PLASTIC MOULDING METHOD

Abstract

A method of plastic moulding to form a moulded or extruded article, the method employing a moulding apparatus comprising a barrel containing a screw extending between a feed zone supplied by a feed hopper for plastics material, a compression zone and a metering zone for delivery of molten plastics material to a mould or extrusion die, the method comprising introducing into the feed zone a first plastics material (20) and a single body of a second plastics material (22), the first plastics material (20) having a different physical property to the second plastics material and the second plastics material (22) being introduced into the feed zone in a size and a frequency of delivery relative to the flow of the material through the barrel such that the second plastics material (22) is substantially melted and blended with the first plastics material to form a third plastics material with a different physical property to the first or second plastics material across the whole cross sectional area of the metering zone, the molten plastics material delivered to the mould or extrusion die in a predetermined sequence with each plastics material having different physical properties.

Description

FIELD OF THE INVENTION

This invention relates to a plastic moulding method for forming regions in a moulded or extruded article adjacent to one another but with different physical properties.

BACKGROUND TO THE INVENTION

Plastics material articles are commonly produced by injection moulding, extrusion or blow moulding which involves propelling plastics material from a screw and barrel assembly into a mould or through a shaping die. The injection and extruder assembly typically comprises a barrel which is gravity fed from a hopper with plastics material feedstock in granular form. A screw-type extruder in the barrel transports the granules along a sequence of sections. Heat is generated by the shearing action of the screw on the material and by heating elements around the barrel, so that the plastics material is molten by the time it reaches the last section. The plastics material is also compressed and degassed. From the last section, the molten material is extruded through a nozzle or injected by advancing the screw plunger.

The primary constituent of the feedstock may be colourless base plastics material. To produce special visual effects in moulded articles, a colourant or other additive may be introduced into the feedstock before or during the melting process. The colourant may be a powder or what is referred to as a masterbatch, which may consist of a carrier of a plastics material, which may be similar to or different from the feedstock material, with a high concentration of colour (pigment) loading.

Certain multi-coloured visual effects in moulded articles, known as variegated effects, consist of regions of concentrated colour, with gradually changing colour zones between each region. To achieve these, it is known to introduce each of a range of multi-colorants into the feedstock in turn and for each colourant to remain confined to the portion of feedstock into which it is introduced, up to the point of melting. However, because granules of masterbatch are intentionally as small as possible so as to achieve a high ratio of masterbatch to feedstock, the masterbatch granules disperse uniformly, which results in indistinct colour regions in moulded articles.

In WO98/23433A we disclosed a modified injection apparatus for controlled delivery of granular materials fed into the barrel of the injector to achieve multi-colour effects in the moulded articles. While this apparatus achieved good results, the additional cost of the precision delivery apparatus was a limiting factor in adoption of the method.

# [Dataset items]
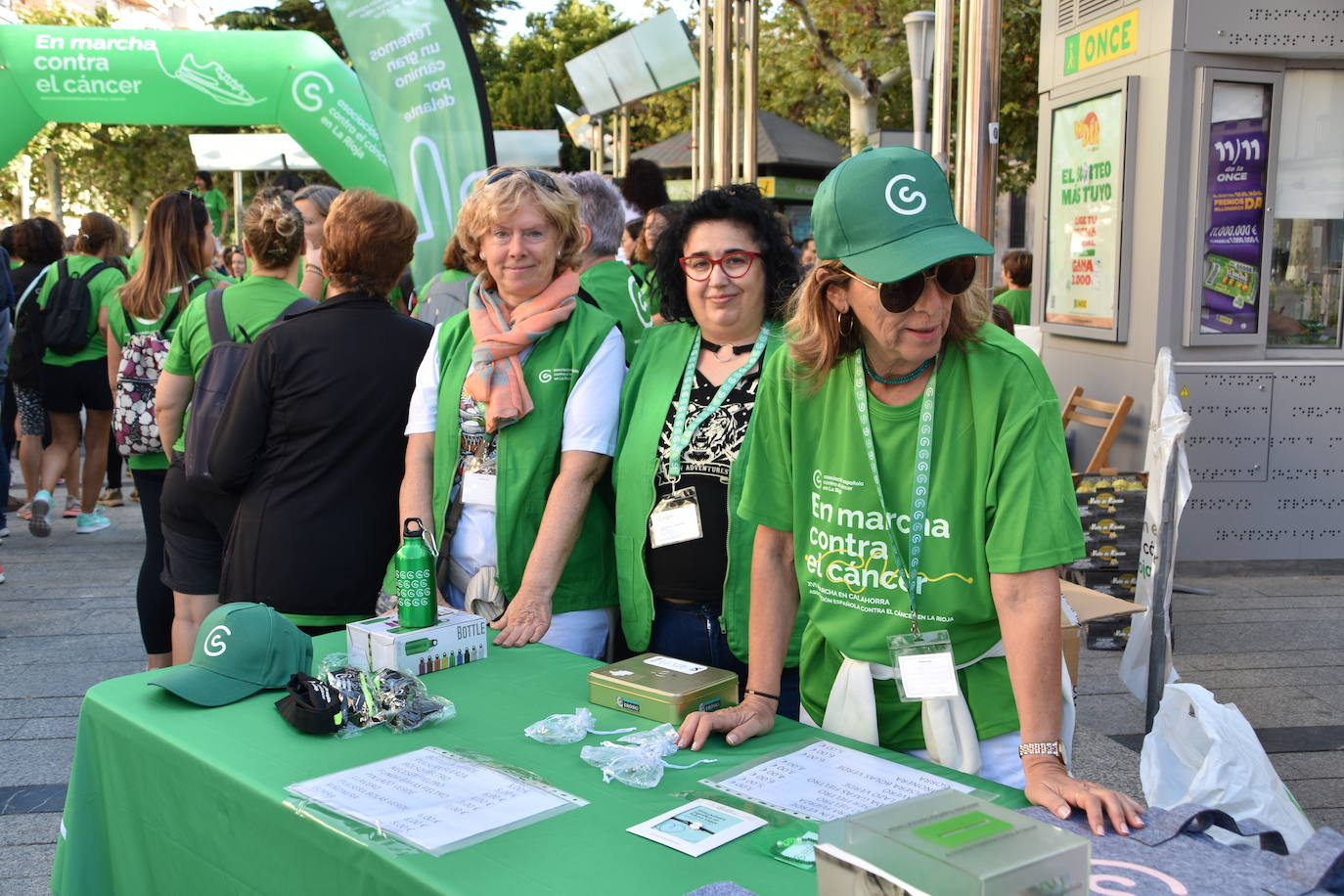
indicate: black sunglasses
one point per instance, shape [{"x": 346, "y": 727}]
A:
[
  {"x": 538, "y": 177},
  {"x": 953, "y": 276}
]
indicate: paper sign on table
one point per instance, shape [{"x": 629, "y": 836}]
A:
[
  {"x": 697, "y": 827},
  {"x": 826, "y": 781},
  {"x": 434, "y": 799}
]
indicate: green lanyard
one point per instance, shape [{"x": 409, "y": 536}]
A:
[
  {"x": 923, "y": 465},
  {"x": 682, "y": 431}
]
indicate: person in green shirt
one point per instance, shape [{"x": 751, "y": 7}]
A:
[
  {"x": 910, "y": 482},
  {"x": 1016, "y": 298},
  {"x": 687, "y": 426},
  {"x": 603, "y": 280},
  {"x": 77, "y": 381},
  {"x": 215, "y": 203},
  {"x": 197, "y": 520},
  {"x": 178, "y": 244}
]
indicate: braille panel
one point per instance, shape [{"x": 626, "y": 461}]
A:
[{"x": 1290, "y": 424}]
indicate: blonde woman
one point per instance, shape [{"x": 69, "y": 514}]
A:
[
  {"x": 514, "y": 424},
  {"x": 913, "y": 499}
]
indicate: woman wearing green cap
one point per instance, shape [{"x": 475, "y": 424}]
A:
[{"x": 913, "y": 497}]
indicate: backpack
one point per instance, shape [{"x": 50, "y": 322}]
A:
[
  {"x": 218, "y": 373},
  {"x": 27, "y": 348},
  {"x": 133, "y": 422},
  {"x": 65, "y": 320}
]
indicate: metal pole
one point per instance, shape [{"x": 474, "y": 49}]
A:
[
  {"x": 722, "y": 92},
  {"x": 942, "y": 82},
  {"x": 963, "y": 27},
  {"x": 981, "y": 121},
  {"x": 706, "y": 136},
  {"x": 238, "y": 207},
  {"x": 749, "y": 109},
  {"x": 695, "y": 140},
  {"x": 1159, "y": 611}
]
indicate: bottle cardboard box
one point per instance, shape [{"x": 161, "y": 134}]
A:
[{"x": 381, "y": 643}]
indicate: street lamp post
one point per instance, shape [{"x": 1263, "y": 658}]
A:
[{"x": 919, "y": 40}]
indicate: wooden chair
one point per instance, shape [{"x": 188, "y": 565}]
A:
[{"x": 1105, "y": 416}]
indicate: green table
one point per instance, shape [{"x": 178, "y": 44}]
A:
[{"x": 172, "y": 798}]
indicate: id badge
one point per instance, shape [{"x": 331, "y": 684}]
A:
[
  {"x": 675, "y": 518},
  {"x": 478, "y": 481},
  {"x": 923, "y": 665}
]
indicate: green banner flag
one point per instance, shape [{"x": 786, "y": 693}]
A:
[
  {"x": 424, "y": 87},
  {"x": 124, "y": 76}
]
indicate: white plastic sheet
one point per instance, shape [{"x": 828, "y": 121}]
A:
[{"x": 1165, "y": 434}]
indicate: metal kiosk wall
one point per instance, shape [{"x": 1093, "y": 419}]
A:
[{"x": 1213, "y": 223}]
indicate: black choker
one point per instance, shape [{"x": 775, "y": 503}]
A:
[{"x": 718, "y": 351}]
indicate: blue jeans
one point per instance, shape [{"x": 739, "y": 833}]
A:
[{"x": 691, "y": 632}]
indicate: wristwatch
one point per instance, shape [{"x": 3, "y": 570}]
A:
[{"x": 1049, "y": 748}]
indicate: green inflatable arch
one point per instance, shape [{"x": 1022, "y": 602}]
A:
[
  {"x": 291, "y": 79},
  {"x": 413, "y": 124}
]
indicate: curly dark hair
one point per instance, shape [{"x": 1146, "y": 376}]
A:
[
  {"x": 38, "y": 241},
  {"x": 643, "y": 186},
  {"x": 739, "y": 203}
]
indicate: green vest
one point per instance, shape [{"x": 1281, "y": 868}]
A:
[
  {"x": 530, "y": 457},
  {"x": 652, "y": 384},
  {"x": 620, "y": 294}
]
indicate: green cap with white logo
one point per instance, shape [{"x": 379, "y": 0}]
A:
[
  {"x": 886, "y": 214},
  {"x": 241, "y": 649}
]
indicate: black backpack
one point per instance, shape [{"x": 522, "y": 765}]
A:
[
  {"x": 216, "y": 377},
  {"x": 27, "y": 348},
  {"x": 65, "y": 320}
]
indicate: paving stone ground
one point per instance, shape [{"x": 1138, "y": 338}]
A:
[{"x": 67, "y": 619}]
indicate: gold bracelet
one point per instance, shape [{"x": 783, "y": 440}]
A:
[{"x": 1049, "y": 748}]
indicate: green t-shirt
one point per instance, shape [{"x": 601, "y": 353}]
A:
[
  {"x": 103, "y": 293},
  {"x": 1000, "y": 501},
  {"x": 121, "y": 334},
  {"x": 250, "y": 306},
  {"x": 215, "y": 207},
  {"x": 1017, "y": 301},
  {"x": 620, "y": 294}
]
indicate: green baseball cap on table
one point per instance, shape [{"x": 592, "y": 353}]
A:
[
  {"x": 886, "y": 214},
  {"x": 241, "y": 649}
]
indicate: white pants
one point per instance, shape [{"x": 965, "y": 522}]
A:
[
  {"x": 582, "y": 632},
  {"x": 999, "y": 759}
]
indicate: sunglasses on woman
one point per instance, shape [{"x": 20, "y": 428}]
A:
[
  {"x": 953, "y": 277},
  {"x": 538, "y": 177},
  {"x": 734, "y": 265}
]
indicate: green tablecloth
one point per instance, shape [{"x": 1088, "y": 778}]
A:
[{"x": 171, "y": 798}]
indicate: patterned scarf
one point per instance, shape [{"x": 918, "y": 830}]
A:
[{"x": 502, "y": 334}]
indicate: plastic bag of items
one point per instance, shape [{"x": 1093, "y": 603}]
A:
[
  {"x": 637, "y": 759},
  {"x": 567, "y": 729}
]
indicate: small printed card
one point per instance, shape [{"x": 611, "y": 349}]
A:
[{"x": 697, "y": 827}]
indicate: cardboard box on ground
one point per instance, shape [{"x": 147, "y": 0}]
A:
[{"x": 1086, "y": 606}]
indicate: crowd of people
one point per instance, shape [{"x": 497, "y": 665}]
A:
[{"x": 654, "y": 434}]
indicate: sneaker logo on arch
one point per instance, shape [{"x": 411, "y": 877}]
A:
[
  {"x": 906, "y": 197},
  {"x": 215, "y": 644}
]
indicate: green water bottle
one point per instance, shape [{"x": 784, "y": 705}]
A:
[{"x": 414, "y": 565}]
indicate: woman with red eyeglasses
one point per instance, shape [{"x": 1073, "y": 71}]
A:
[
  {"x": 912, "y": 497},
  {"x": 513, "y": 425},
  {"x": 687, "y": 418}
]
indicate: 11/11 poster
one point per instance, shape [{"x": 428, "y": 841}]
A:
[
  {"x": 1086, "y": 176},
  {"x": 1234, "y": 241}
]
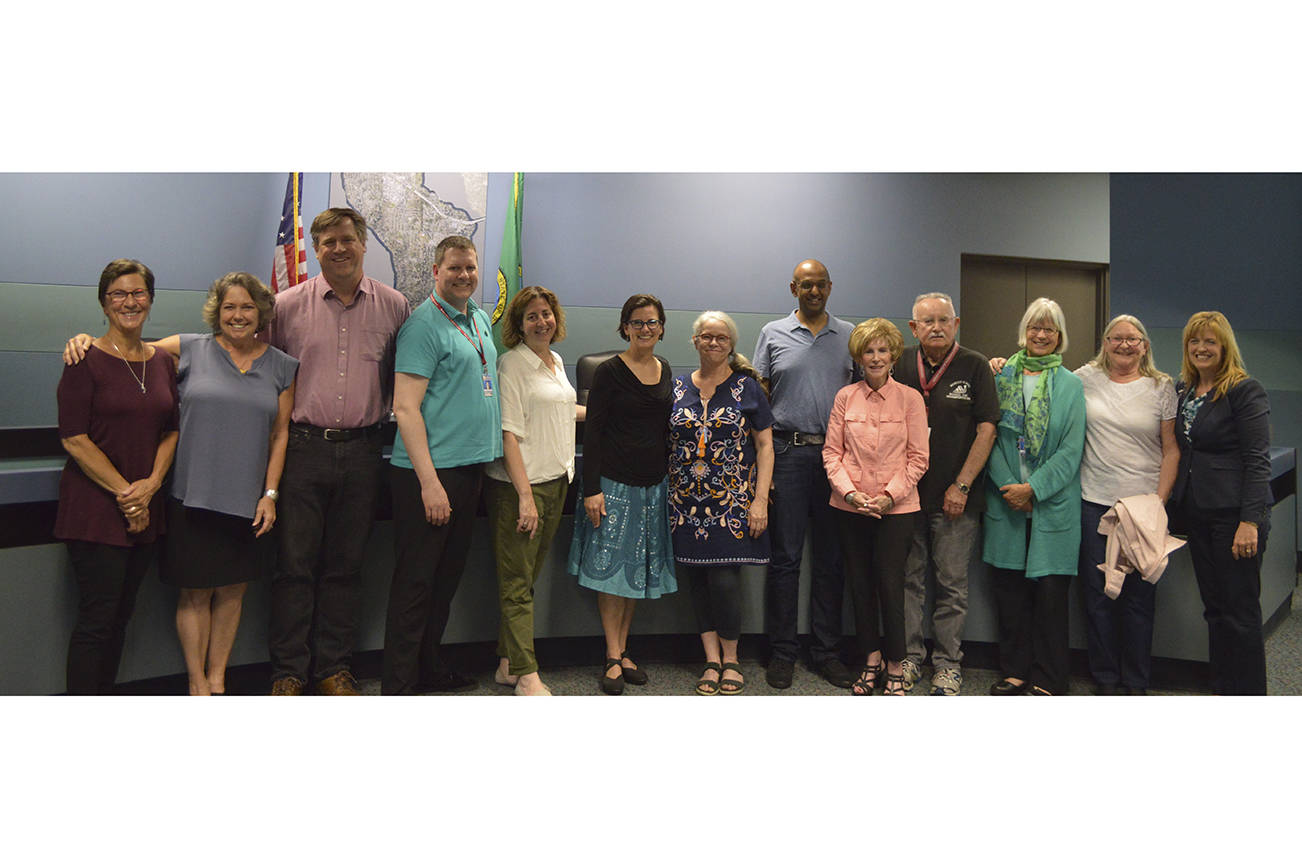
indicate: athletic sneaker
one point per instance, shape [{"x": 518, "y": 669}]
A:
[{"x": 912, "y": 674}]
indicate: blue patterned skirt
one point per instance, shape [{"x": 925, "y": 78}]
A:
[{"x": 629, "y": 555}]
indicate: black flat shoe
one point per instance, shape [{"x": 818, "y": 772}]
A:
[
  {"x": 1004, "y": 687},
  {"x": 632, "y": 676},
  {"x": 612, "y": 686}
]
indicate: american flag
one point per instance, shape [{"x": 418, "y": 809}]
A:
[{"x": 289, "y": 264}]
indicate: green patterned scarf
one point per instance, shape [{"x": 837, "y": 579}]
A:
[{"x": 1029, "y": 422}]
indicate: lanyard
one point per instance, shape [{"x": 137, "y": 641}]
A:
[
  {"x": 479, "y": 349},
  {"x": 927, "y": 385}
]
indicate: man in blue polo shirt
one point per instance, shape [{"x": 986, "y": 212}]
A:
[
  {"x": 449, "y": 427},
  {"x": 805, "y": 359}
]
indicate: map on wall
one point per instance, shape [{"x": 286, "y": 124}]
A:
[{"x": 406, "y": 215}]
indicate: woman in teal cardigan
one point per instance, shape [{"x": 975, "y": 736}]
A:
[{"x": 1033, "y": 505}]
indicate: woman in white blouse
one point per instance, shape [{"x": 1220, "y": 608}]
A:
[
  {"x": 1129, "y": 449},
  {"x": 526, "y": 488}
]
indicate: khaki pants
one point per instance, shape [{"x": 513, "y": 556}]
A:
[{"x": 520, "y": 560}]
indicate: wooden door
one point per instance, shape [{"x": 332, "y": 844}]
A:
[{"x": 995, "y": 290}]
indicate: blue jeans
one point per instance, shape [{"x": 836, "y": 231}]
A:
[
  {"x": 1119, "y": 633},
  {"x": 801, "y": 493}
]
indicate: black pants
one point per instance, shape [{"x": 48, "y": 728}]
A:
[
  {"x": 874, "y": 552},
  {"x": 427, "y": 565},
  {"x": 1033, "y": 627},
  {"x": 108, "y": 578},
  {"x": 715, "y": 596},
  {"x": 1232, "y": 607},
  {"x": 327, "y": 505},
  {"x": 801, "y": 495}
]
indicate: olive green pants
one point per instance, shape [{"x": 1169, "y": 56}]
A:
[{"x": 520, "y": 560}]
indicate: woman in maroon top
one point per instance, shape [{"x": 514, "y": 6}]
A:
[{"x": 117, "y": 420}]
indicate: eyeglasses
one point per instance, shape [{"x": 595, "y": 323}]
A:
[{"x": 119, "y": 297}]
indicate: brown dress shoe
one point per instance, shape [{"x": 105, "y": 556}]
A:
[
  {"x": 287, "y": 686},
  {"x": 341, "y": 683}
]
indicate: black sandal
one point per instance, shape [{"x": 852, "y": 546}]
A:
[
  {"x": 632, "y": 676},
  {"x": 706, "y": 686},
  {"x": 867, "y": 679},
  {"x": 612, "y": 686},
  {"x": 731, "y": 686}
]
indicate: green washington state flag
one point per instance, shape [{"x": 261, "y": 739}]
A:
[{"x": 511, "y": 271}]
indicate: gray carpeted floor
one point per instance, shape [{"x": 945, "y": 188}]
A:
[{"x": 1283, "y": 665}]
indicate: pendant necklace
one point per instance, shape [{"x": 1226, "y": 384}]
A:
[{"x": 143, "y": 362}]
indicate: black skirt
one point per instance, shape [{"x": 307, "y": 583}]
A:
[{"x": 206, "y": 549}]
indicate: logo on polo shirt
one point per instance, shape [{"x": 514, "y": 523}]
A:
[{"x": 960, "y": 391}]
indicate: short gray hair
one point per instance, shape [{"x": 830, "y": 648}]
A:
[
  {"x": 1043, "y": 309},
  {"x": 927, "y": 297}
]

# [Tasks for this exercise]
a – Translate this sentence from the patent text into Spanish: "The plastics material is also compressed and degassed."
b – Reproduce the rows, starting with the line that contains "indicate: pendant necklace" and going on through the end of the rows. Include the requests, and multiply every coordinate in the answers by 1.9, rounding to whole numbers with halves rounded up.

# [The replies]
a – El material plástico también se comprime y se desgasifica.

b –
indicate: pendant necklace
one point per instance, shape [{"x": 1226, "y": 384}]
A:
[{"x": 272, "y": 688}]
indicate: black skirt
one point per instance, shape [{"x": 307, "y": 583}]
A:
[{"x": 391, "y": 1043}]
indicate: logo on polo shirt
one point per instance, shape [{"x": 514, "y": 523}]
A:
[{"x": 1824, "y": 743}]
indicate: short gray hair
one point per instance, shape [{"x": 830, "y": 648}]
A:
[
  {"x": 1982, "y": 587},
  {"x": 1761, "y": 564}
]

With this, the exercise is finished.